Record extracts:

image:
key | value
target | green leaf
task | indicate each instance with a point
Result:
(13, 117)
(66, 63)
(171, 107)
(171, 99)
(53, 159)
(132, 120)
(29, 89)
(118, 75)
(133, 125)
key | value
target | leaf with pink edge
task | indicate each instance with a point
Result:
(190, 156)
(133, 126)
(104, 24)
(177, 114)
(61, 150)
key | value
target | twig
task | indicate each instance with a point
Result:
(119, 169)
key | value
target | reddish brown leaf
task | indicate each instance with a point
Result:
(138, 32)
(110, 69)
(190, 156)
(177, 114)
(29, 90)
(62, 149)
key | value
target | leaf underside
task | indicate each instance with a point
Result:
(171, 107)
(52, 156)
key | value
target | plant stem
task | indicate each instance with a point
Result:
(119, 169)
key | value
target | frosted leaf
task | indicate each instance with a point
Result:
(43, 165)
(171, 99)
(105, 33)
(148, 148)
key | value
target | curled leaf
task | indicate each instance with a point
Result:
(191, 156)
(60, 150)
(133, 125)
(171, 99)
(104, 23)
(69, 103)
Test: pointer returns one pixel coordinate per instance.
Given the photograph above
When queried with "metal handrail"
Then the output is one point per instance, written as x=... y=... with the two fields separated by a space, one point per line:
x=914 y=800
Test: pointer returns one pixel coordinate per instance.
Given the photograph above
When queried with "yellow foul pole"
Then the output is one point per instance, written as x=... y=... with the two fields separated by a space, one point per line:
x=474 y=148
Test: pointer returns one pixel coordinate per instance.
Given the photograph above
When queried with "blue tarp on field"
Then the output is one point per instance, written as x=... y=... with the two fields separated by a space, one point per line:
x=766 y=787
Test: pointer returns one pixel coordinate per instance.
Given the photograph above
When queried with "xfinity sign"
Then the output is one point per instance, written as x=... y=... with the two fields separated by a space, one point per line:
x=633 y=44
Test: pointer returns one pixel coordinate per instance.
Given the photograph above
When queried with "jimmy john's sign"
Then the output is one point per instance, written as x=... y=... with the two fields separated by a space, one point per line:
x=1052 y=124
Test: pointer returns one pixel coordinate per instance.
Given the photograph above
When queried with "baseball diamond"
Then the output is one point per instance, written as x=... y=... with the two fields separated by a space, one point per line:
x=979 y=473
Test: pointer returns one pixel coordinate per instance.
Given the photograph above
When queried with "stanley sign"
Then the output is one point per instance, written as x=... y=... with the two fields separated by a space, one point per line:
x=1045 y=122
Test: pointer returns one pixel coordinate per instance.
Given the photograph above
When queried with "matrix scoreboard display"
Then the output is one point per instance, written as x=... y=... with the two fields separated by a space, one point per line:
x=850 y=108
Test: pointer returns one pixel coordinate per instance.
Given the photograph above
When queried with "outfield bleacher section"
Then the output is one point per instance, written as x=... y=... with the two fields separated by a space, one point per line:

Required work: Retrieve each line of the data in which the word "target" can be found.

Task output:
target | green leaf
target | leaf with pink edge
target | twig
target | reddish brown leaf
target | leaf underside
target | plant stem
target | frosted leaf
target | curled leaf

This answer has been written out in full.